● **Description of the task**
Could you print the data that follows exactly as given?

● **Recorded information**
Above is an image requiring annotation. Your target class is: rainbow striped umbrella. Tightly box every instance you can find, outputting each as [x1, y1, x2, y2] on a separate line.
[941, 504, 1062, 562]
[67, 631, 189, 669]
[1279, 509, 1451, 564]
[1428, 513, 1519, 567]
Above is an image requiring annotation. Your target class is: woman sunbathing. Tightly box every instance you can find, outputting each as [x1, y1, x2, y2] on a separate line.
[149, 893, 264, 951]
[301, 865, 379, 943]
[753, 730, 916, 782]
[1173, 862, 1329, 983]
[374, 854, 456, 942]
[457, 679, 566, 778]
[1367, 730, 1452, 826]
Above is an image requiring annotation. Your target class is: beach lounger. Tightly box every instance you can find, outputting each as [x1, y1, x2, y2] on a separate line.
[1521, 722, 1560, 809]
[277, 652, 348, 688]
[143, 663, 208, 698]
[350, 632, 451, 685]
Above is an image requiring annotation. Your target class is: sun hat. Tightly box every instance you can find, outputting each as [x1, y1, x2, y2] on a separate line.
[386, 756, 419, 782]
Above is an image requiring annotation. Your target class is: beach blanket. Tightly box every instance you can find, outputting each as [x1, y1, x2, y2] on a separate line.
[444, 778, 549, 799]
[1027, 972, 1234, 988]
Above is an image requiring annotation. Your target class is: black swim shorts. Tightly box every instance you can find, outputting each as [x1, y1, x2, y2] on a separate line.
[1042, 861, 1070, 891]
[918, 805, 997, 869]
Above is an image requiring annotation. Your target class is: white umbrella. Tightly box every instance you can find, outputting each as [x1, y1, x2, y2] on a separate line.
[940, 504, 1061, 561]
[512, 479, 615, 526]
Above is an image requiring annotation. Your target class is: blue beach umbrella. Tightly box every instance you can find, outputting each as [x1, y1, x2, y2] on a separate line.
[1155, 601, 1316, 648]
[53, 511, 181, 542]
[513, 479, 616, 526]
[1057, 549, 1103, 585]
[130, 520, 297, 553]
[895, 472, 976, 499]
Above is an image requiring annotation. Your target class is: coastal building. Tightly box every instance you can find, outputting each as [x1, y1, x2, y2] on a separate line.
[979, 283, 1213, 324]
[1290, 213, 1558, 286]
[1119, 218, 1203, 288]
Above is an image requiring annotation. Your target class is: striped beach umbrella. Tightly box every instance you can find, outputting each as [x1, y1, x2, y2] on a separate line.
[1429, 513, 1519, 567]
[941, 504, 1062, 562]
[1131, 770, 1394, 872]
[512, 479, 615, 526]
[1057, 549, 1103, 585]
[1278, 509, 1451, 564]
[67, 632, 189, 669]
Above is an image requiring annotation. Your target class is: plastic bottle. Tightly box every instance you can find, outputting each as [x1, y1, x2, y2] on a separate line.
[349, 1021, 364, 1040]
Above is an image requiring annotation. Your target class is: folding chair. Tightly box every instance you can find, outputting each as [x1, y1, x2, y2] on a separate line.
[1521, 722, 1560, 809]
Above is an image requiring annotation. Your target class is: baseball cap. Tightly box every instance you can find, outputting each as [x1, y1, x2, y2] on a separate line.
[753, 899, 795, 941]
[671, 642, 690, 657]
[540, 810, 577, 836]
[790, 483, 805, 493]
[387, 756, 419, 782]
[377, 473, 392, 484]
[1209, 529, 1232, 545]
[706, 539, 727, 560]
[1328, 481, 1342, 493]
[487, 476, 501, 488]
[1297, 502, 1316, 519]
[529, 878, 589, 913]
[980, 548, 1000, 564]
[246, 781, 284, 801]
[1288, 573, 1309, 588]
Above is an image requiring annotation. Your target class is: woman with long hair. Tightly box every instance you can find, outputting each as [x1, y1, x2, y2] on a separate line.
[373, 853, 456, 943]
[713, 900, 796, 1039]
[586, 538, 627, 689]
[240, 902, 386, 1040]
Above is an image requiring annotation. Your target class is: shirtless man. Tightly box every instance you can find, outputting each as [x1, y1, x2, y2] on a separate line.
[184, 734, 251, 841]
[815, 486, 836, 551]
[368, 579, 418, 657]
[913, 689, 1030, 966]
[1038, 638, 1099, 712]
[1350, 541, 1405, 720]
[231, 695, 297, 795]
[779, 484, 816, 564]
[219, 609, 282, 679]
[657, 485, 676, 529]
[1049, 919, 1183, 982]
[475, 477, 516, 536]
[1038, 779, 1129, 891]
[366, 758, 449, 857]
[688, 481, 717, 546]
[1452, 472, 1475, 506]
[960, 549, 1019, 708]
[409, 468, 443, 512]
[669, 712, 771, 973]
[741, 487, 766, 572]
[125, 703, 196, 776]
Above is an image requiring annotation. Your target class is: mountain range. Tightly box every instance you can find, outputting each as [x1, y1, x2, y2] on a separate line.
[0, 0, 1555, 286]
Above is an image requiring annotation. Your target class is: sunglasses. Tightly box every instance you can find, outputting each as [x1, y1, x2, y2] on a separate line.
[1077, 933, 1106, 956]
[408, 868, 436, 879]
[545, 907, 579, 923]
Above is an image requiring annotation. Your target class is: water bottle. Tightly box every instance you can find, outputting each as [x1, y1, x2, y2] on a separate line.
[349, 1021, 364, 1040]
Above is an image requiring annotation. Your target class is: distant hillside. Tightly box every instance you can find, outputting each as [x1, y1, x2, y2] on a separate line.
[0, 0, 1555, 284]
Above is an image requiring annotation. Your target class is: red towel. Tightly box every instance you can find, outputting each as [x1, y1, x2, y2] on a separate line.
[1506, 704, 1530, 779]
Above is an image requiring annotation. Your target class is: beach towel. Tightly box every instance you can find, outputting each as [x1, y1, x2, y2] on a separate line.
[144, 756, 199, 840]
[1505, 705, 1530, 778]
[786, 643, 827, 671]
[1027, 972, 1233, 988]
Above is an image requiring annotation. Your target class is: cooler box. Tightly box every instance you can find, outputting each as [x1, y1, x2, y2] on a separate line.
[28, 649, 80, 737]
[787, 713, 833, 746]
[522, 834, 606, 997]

● **Exercise result**
Above is an image requiring annotation. Your target class is: rainbow striped umbrella. Tightly box every instance you can find, outputting each as [x1, y1, x2, y2] on a separate line.
[941, 504, 1062, 562]
[67, 631, 189, 669]
[1279, 509, 1451, 564]
[1428, 513, 1519, 567]
Above is an image requiring annotation. Your target class is: woman sunbathing. Tightly box every instance you can find, outputting each as [x1, y1, x2, y2] on a separate line.
[149, 893, 264, 951]
[301, 865, 379, 943]
[753, 730, 916, 782]
[1173, 862, 1329, 983]
[374, 854, 456, 942]
[457, 679, 566, 778]
[1367, 730, 1452, 826]
Above is an image requiring annotation. Your target class is: beach lounger. Tightly box every instance you can find, outputting each as [x1, y1, x2, y2] on a separate line.
[1521, 722, 1560, 809]
[277, 652, 348, 688]
[143, 663, 208, 698]
[350, 632, 451, 685]
Above is an image requiring annotation. Your target class is: sun hat. Tightly box every instance you can find, outputting each as [x1, y1, x2, y2] on a separate line.
[386, 756, 419, 782]
Above is an image requiring annotation. Your target class is: beach blanket. Tightly box every instance you can find, outputting each as [x1, y1, x2, y2] on a separate line.
[444, 778, 549, 799]
[1027, 972, 1234, 988]
Above is an image requiring annotation. Your target class is: black swim shorts. Tightly box every instance you can find, outputting each as [x1, y1, x2, y2] on a separate line.
[1042, 861, 1070, 891]
[918, 805, 997, 869]
Above is an image requiring annotation. Your target class is: white umbrella. Tightly box every instance you can find, outputting each as [x1, y1, x2, y2] on a separate line.
[940, 504, 1061, 561]
[512, 479, 615, 526]
Above is an image requiring annotation. Your target class is: blue beach umbrella. Tightly box every instance you can find, outputting each as [x1, y1, x2, y2] on a separate line.
[1155, 601, 1316, 648]
[53, 511, 181, 542]
[513, 479, 616, 526]
[1057, 549, 1103, 585]
[130, 520, 297, 553]
[895, 472, 976, 499]
Above is an image requiring annotation. Your target class is: coastal building. Tightly box every instance you can find, outputting each as [x1, y1, x2, y2] on a separate line.
[979, 283, 1213, 324]
[1290, 213, 1558, 286]
[1119, 218, 1203, 288]
Above is an image requiring annotation. Your target class is: striped beach umbrella. Tightly box every instance you can find, outputting each as [x1, y1, x2, y2] on a separate line.
[1429, 513, 1519, 567]
[941, 504, 1062, 562]
[1131, 770, 1394, 872]
[512, 479, 615, 526]
[1057, 549, 1103, 585]
[1278, 509, 1451, 564]
[67, 632, 189, 669]
Above is an image requiring annotation. Your target class is: plastic bottle. Tightly box every instance you can find, outputting each as [x1, y1, x2, y2] on a separate line.
[349, 1021, 364, 1040]
Above is an image requiring annotation. Your target class is: folding chair. Tightly box every instance you can find, outputting each as [x1, y1, x2, y2] on a separate line.
[1521, 722, 1560, 809]
Above is an image requiring annotation. Your target class is: baseball cap. Tightly box every instance you can find, outputting each as [x1, y1, x2, y2] on a separate line.
[753, 899, 795, 941]
[671, 642, 690, 657]
[540, 810, 577, 836]
[790, 483, 805, 493]
[387, 756, 419, 782]
[377, 473, 392, 484]
[1209, 529, 1232, 545]
[706, 539, 727, 560]
[1328, 481, 1342, 493]
[487, 476, 501, 488]
[1297, 502, 1316, 519]
[529, 878, 589, 913]
[980, 548, 1000, 564]
[246, 781, 284, 801]
[1288, 573, 1309, 588]
Above is an image requiring annotation. Your target class is: woman with long hair. Tightly box every instance you can find, outputting each as [x1, y1, x2, y2] on a separate line.
[373, 853, 456, 943]
[713, 900, 796, 1039]
[586, 538, 627, 689]
[240, 902, 386, 1040]
Above is an image requiring annotation. Your target class is: shirtless man. Tightly box every instance you can find, outputting each as [x1, y1, x2, y2] on a separate line.
[184, 734, 251, 841]
[815, 486, 836, 551]
[368, 579, 418, 657]
[913, 689, 1030, 966]
[1038, 638, 1099, 712]
[1350, 541, 1405, 720]
[231, 695, 297, 795]
[779, 484, 816, 564]
[219, 609, 282, 679]
[657, 485, 676, 529]
[1049, 919, 1183, 982]
[475, 477, 516, 536]
[1038, 779, 1129, 891]
[366, 758, 449, 857]
[688, 481, 717, 546]
[1452, 472, 1475, 506]
[960, 549, 1019, 708]
[409, 468, 443, 512]
[669, 712, 771, 973]
[741, 487, 766, 572]
[125, 703, 196, 776]
Above is an image requiring annotation. Your target class is: mountain range. Tightly box every instance you can find, outputting each as [x1, y1, x2, y2] on a separate line.
[0, 0, 1555, 286]
Above is an image requiring annotation. Your target class is: sunglasses. Tightly box every instance you can find, outputting each as [x1, y1, x2, y2] on a separate line.
[1077, 933, 1106, 956]
[408, 868, 436, 879]
[545, 907, 579, 923]
Above is an image requiring annotation. Your target class is: water bottle. Tightly box every instance you can find, outputting each as [x1, y1, x2, y2] on a separate line.
[349, 1021, 364, 1040]
Above is an image requiring annotation. Your target class is: distant hillside. Tightly box every instance you can find, outputting each as [x1, y1, x2, y2] on a separate line.
[0, 0, 1555, 284]
Above is an image requiring annotation. Your target class is: red towel. Tightly box every instance you can find, outputting each as [x1, y1, x2, y2] on a separate line.
[1506, 704, 1530, 779]
Above is an image requiring annotation. Your target class is: beach towel. Tightly box every instance you can find, outputting each as [x1, y1, x2, y2] on a separate line.
[144, 756, 199, 840]
[1505, 705, 1530, 778]
[786, 643, 827, 671]
[1027, 972, 1233, 988]
Above is an image requiring annotation. Your target class is: cooler box. Tightly box every instance you can find, outputting each as [x1, y1, x2, y2] on a separate line.
[28, 649, 80, 737]
[787, 713, 833, 746]
[522, 834, 606, 997]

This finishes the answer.